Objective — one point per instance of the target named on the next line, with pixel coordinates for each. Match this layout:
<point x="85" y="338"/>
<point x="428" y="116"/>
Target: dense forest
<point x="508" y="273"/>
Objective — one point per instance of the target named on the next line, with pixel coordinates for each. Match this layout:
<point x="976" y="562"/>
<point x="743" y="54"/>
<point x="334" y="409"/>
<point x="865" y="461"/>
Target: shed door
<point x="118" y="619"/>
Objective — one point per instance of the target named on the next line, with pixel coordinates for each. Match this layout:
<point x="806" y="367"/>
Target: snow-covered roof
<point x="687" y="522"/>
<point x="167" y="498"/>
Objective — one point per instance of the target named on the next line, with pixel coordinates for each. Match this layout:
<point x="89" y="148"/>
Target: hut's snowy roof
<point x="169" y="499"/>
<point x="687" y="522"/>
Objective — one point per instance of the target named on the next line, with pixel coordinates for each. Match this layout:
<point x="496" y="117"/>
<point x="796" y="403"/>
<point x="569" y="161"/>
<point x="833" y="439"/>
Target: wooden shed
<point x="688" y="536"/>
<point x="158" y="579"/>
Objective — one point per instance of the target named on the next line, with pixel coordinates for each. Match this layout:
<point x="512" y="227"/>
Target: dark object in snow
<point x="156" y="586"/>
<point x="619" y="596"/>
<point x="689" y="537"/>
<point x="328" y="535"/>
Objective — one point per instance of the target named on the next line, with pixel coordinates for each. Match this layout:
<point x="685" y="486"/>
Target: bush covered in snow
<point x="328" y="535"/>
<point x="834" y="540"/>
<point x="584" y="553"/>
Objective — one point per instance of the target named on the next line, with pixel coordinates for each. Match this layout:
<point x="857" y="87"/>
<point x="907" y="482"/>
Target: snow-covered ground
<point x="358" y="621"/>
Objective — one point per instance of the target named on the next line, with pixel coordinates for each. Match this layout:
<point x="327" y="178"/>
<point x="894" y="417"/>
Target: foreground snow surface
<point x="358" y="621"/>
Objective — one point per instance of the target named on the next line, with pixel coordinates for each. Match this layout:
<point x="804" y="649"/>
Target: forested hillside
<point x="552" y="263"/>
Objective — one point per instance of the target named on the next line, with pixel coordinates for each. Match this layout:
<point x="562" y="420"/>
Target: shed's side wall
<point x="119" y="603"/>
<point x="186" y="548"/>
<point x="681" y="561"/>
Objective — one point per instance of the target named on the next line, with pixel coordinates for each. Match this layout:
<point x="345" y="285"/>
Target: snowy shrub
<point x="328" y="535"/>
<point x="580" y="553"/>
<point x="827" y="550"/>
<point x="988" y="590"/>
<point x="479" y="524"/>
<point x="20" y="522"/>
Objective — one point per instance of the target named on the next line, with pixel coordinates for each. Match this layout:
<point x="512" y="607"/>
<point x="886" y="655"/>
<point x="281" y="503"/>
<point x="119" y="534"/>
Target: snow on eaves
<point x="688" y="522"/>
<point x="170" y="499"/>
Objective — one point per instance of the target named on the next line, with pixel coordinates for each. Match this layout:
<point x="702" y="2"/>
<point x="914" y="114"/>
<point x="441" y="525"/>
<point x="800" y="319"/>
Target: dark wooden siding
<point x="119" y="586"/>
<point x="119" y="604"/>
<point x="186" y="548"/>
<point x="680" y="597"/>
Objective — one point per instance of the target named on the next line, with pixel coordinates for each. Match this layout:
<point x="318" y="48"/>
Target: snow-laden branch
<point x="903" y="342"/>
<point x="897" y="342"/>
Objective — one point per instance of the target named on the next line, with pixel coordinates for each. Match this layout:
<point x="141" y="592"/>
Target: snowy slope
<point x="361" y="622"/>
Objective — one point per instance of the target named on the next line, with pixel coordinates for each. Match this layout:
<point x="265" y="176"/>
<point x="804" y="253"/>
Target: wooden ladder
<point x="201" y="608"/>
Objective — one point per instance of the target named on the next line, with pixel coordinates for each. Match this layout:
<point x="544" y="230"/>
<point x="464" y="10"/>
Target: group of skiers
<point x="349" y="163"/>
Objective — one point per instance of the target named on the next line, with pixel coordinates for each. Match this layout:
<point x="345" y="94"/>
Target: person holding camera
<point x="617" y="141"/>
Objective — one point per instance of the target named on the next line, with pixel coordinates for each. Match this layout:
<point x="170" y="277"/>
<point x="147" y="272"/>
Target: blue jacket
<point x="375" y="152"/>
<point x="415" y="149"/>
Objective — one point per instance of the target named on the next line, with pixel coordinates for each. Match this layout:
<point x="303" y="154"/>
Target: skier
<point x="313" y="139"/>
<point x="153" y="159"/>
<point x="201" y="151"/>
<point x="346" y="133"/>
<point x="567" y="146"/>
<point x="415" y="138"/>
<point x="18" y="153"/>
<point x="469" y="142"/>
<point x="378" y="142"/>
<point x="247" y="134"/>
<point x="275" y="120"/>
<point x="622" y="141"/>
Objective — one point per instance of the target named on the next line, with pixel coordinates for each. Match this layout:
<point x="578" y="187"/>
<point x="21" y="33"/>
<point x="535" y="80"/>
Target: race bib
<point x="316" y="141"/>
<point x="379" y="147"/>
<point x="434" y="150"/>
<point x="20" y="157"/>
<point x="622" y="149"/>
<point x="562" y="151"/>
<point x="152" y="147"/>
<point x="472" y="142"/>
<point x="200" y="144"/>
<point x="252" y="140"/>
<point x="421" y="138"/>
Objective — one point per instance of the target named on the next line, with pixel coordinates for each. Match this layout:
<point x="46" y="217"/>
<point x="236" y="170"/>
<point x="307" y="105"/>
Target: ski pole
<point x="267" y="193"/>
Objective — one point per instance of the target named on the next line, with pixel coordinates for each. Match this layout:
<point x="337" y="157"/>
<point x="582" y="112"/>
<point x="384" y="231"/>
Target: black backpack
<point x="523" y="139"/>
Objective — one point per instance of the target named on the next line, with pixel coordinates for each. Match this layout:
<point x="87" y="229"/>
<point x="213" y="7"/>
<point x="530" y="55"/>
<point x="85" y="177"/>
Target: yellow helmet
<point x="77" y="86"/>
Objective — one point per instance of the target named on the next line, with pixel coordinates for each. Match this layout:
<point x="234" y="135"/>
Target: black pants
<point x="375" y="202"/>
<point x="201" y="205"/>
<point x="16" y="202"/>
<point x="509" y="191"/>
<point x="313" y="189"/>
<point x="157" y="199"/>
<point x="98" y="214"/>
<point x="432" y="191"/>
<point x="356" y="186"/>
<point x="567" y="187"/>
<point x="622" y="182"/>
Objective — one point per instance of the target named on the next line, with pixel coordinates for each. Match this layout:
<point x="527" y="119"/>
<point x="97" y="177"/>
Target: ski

++++

■ **INSTRUCTIONS FOR THE TASK**: Every line above should be written out again exactly as it stands.

■ **SOLUTION TO THIS EXERCISE**:
Objective — one point per instance of the target named on the next line, with pixel coordinates for each. Match this layout:
<point x="85" y="338"/>
<point x="428" y="116"/>
Target: dense forest
<point x="508" y="273"/>
Objective — one point per instance of the target named on the next line, with pixel coordinates for each. Match this layout:
<point x="976" y="562"/>
<point x="743" y="54"/>
<point x="334" y="409"/>
<point x="865" y="461"/>
Target: shed door
<point x="118" y="619"/>
Objective — one point per instance of the target named on the next line, with pixel coordinates for each. Match this layout:
<point x="806" y="367"/>
Target: snow-covered roof
<point x="687" y="522"/>
<point x="167" y="498"/>
Objective — one point per instance of the target named on the next line, with pixel coordinates for each. Match this layout:
<point x="89" y="148"/>
Target: hut's snowy roof
<point x="169" y="499"/>
<point x="687" y="522"/>
Objective — one point per instance of the target named on the next line, with pixel coordinates for each. Match this layout:
<point x="496" y="117"/>
<point x="796" y="403"/>
<point x="569" y="161"/>
<point x="833" y="439"/>
Target: wooden shed
<point x="688" y="536"/>
<point x="158" y="579"/>
Objective — one point per instance of the target named on the next line, with pixel coordinates for each. Match this layout:
<point x="512" y="227"/>
Target: dark object in snow
<point x="156" y="586"/>
<point x="619" y="596"/>
<point x="689" y="537"/>
<point x="328" y="535"/>
Objective — one point per instance of the target named on the next line, with pixel coordinates for each. Match this layout:
<point x="685" y="486"/>
Target: bush covered in snow
<point x="328" y="535"/>
<point x="834" y="540"/>
<point x="584" y="553"/>
Objective — one point per instance of the target named on the next line, with pixel coordinates for each. Match this layout:
<point x="857" y="87"/>
<point x="907" y="482"/>
Target: snow-covered ground
<point x="358" y="621"/>
Objective — one point per instance of the target named on the next line, with pixel coordinates for each. Match this layout:
<point x="327" y="178"/>
<point x="894" y="417"/>
Target: foreground snow surface
<point x="358" y="621"/>
Objective — one point per instance of the target named on the next line, with pixel coordinates for each. Match this layout:
<point x="804" y="649"/>
Target: forested hillside
<point x="552" y="263"/>
Objective — one point per instance of the target named on the next line, with pixel coordinates for each. Match this layout:
<point x="562" y="420"/>
Target: shed's side wall
<point x="119" y="603"/>
<point x="186" y="548"/>
<point x="681" y="561"/>
Objective — one point per instance of the target named on the next line, with pixel coordinates for each. Match this layout:
<point x="345" y="285"/>
Target: snowy shrub
<point x="328" y="535"/>
<point x="580" y="553"/>
<point x="827" y="550"/>
<point x="988" y="590"/>
<point x="479" y="524"/>
<point x="20" y="522"/>
Objective — one point per instance of the target named on the next line, with pixel coordinates for each. Match this layout:
<point x="512" y="607"/>
<point x="886" y="655"/>
<point x="281" y="503"/>
<point x="119" y="534"/>
Target: snow on eaves
<point x="688" y="522"/>
<point x="170" y="499"/>
Objective — one point per instance of the target named on the next line, with pixel coordinates for each. Match this layout:
<point x="702" y="2"/>
<point x="914" y="114"/>
<point x="441" y="525"/>
<point x="800" y="319"/>
Target: dark wooden siding
<point x="119" y="586"/>
<point x="119" y="604"/>
<point x="186" y="548"/>
<point x="680" y="597"/>
Objective — one point per instance of the target named on the next line, with pixel coordinates for each. Match this layout:
<point x="318" y="48"/>
Target: snow-laden branch
<point x="903" y="342"/>
<point x="897" y="342"/>
Objective — one point per instance of the target named on the next line, with pixel coordinates for each. Match this layout:
<point x="141" y="592"/>
Target: snowy slope
<point x="361" y="622"/>
Objective — one point per instance of the target named on the next line, with pixel coordinates for each. Match this layout:
<point x="265" y="176"/>
<point x="804" y="253"/>
Target: wooden ladder
<point x="201" y="608"/>
Objective — one point per instance of the target named on the next line, with pixel coordinates for each. Match this layout:
<point x="544" y="230"/>
<point x="464" y="10"/>
Target: group of skiers
<point x="349" y="163"/>
Objective — one point per instance of the target named on the next line, with pixel coordinates for each. Match this layout:
<point x="345" y="94"/>
Target: person holding camera
<point x="617" y="141"/>
Objective — one point per instance of the target named on the next line, with pixel coordinates for each. Match this layout:
<point x="170" y="277"/>
<point x="147" y="272"/>
Target: blue jacket
<point x="375" y="152"/>
<point x="415" y="149"/>
Objective — one point per instance of the target named on the next line, with pixel coordinates for each. Match this layout:
<point x="303" y="154"/>
Target: skier
<point x="313" y="139"/>
<point x="153" y="159"/>
<point x="201" y="151"/>
<point x="346" y="133"/>
<point x="567" y="146"/>
<point x="415" y="138"/>
<point x="18" y="153"/>
<point x="469" y="142"/>
<point x="378" y="142"/>
<point x="247" y="134"/>
<point x="275" y="120"/>
<point x="622" y="141"/>
Objective — one point per instance of the target named on the next line, with pixel coordinates for each. Match this layout:
<point x="578" y="187"/>
<point x="21" y="33"/>
<point x="535" y="80"/>
Target: race bib
<point x="316" y="141"/>
<point x="379" y="147"/>
<point x="434" y="150"/>
<point x="20" y="157"/>
<point x="622" y="149"/>
<point x="562" y="151"/>
<point x="152" y="147"/>
<point x="472" y="142"/>
<point x="200" y="144"/>
<point x="252" y="140"/>
<point x="421" y="138"/>
Objective — one point per instance of the target named on the next line, with pixel coordinates for each. Match this layout:
<point x="46" y="217"/>
<point x="236" y="170"/>
<point x="307" y="105"/>
Target: ski pole
<point x="267" y="193"/>
Objective — one point per instance of the target named on the next line, with pixel coordinates for each. Match this layout:
<point x="337" y="157"/>
<point x="582" y="112"/>
<point x="384" y="231"/>
Target: black backpack
<point x="523" y="139"/>
Objective — one point per instance of the target named on the next line, with pixel coordinates for each. Match this layout:
<point x="87" y="229"/>
<point x="213" y="7"/>
<point x="530" y="55"/>
<point x="85" y="177"/>
Target: yellow helmet
<point x="77" y="86"/>
Objective — one point per instance of the target named on the next line, with pixel coordinates for each. Match this layout:
<point x="234" y="135"/>
Target: black pants
<point x="375" y="202"/>
<point x="201" y="205"/>
<point x="16" y="202"/>
<point x="509" y="191"/>
<point x="313" y="189"/>
<point x="157" y="199"/>
<point x="98" y="214"/>
<point x="432" y="191"/>
<point x="356" y="186"/>
<point x="567" y="187"/>
<point x="622" y="182"/>
Objective — one point per instance of the target named on the next line, with pixel coordinates for each. Match this layout:
<point x="527" y="119"/>
<point x="97" y="177"/>
Target: ski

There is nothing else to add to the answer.